* Begin QUOTED PASSAGE *
Praying for our Enemies

You have heard that it was said, ‘Love your neighbor and hate your enemy.’ But I tell you: Love your enemies and pray for those who persecute you, that you may be sons of your Father in heaven. He causes his sun to rise on the evil and the good, and sends rain on the righteous and the unrighteous. If you love those who love you, what reward will you get? Are not even tax collectors doing that? And if you greet only your brothers, what are you doing more than others? Do not even pagans do that? (Matthew 5:43-47)

Well, that’s inconvenient.

Jesus asks us to love our enemies and to pray for them. We know that. But what does it look like to take this seriously? What kinds of prayers do we say on their behalf? In this post, I am choosing to explore the idea of praying for enemies who do great evil on a large scale to our fellow Christians around the world, rather than for personal enemies; although undoubtedly, many of the conclusions drawn here will also be applicable to praying for personal enemies.

How do we pray for and not against the people of ISIS, Boko Haram, and other extremist groups who are committing some of the worst atrocities in human history? How do we engage meaningfully with what is happening to our brothers and sisters halfway across the world – in our hearts, in our minds, and on our knees? I mean, seriously – how do we prevent news about ISIS’s beheading of 21 Coptic Christians last week and its ongoing campaign of terror against Christians and non-Christians alike (including Jews, Westerners, and other Muslims) from becoming yet another faded memory in both our individual and collective psyches? How do I, a suburban mom who gets upset about things like burnt toast and undercooked rice, cultivate a sense of prayerful urgency and personal connection to these realities?

I know that at some level I should. After all, God’s Word tells us to “pray in the Spirit on all occasions with all kinds of prayers and requests. With this in mind, be alert and always keep on praying for all the Lord’s people.” (Ephesians 6:18) And also, “I urge, then, first of all, that petitions, prayers, intercession and thanksgiving be made for all people (emphasis added) – for kings and all those in authority, that we may live peaceful and quiet lives in all godliness and holiness. This is good, and pleases God our Savior, who wants all people to be saved and to come to a knowledge of the truth.” (1 Timothy 2:1-4) You definitely begin to get a sense as you read through the gospels, and then through the epistles, that praying for all the Lord’s people and all people everywhere inevitably involves praying for their (and our) enemies – not that God would take them down Old Testament style, but that they might be saved. This reconciliation-centered-type prayer reflects the whole purpose of his incarnation, crucifixion, and resurrection.
* End QUOTED PASSAGE *
According to the post on praying for enemies, how many Coptic Christians did ISIS behead the previous week? The material has no connection to the post on praying for enemies.
* Begin GIVEN DATA *
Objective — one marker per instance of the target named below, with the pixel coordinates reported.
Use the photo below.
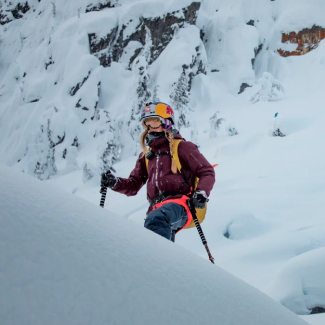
* End GIVEN DATA *
ANSWER TO THE TASK
21